Your instructions:
In the sermon excerpt below, reproduce the passage from "And today, we" up to and including "others with contempt.", replacing "parable" with "story".
━━━━━ Document text
In these days, we’ve been walking through Luke 17 and 18 and the disciples that respond to the grace of God though all kinds of difficult chapters of life. These are the habits that those disciples cultivate as they follow Jesus for their days. These are the sayings that shape their lives. Our first saying was one of humility, “We have only done our duty.” Second, of gratefulness, “God has been good to me.” Third, of confidence “God answers our prayers.”
And today, we think on the subject of repentance. “God be merciful to me, a sinner.”
We get the audience right at the beginning – Jesus tells this parable to people who trusted in themselves that they were righteous and treated others with contempt.
So, what kind of people is Jesus talking to? What does it mean that they trusted in themselves, that they were righteous? What does it mean that they treated others with contempt? What is contempt?
━━━━━━━━━━
━━━━━ Material provided
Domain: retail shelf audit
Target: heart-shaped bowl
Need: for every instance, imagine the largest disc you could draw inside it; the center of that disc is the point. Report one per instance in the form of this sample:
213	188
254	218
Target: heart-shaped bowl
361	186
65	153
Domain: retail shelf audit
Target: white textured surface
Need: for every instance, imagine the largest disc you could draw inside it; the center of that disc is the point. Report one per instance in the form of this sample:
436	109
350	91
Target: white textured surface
━━━━━━━━━━
━━━━━ Material provided
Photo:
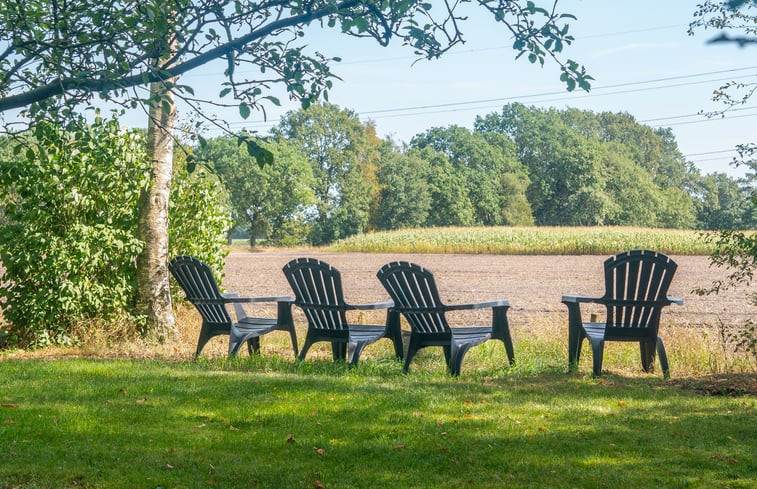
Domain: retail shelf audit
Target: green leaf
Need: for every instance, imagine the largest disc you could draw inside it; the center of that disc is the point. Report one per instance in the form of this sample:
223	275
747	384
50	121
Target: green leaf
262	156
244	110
━━━━━━━━━━
Response:
And today, we think on the subject of repentance. “God be merciful to me, a sinner.”
We get the audience right at the beginning – Jesus tells this story to people who trusted in themselves that they were righteous and treated others with contempt.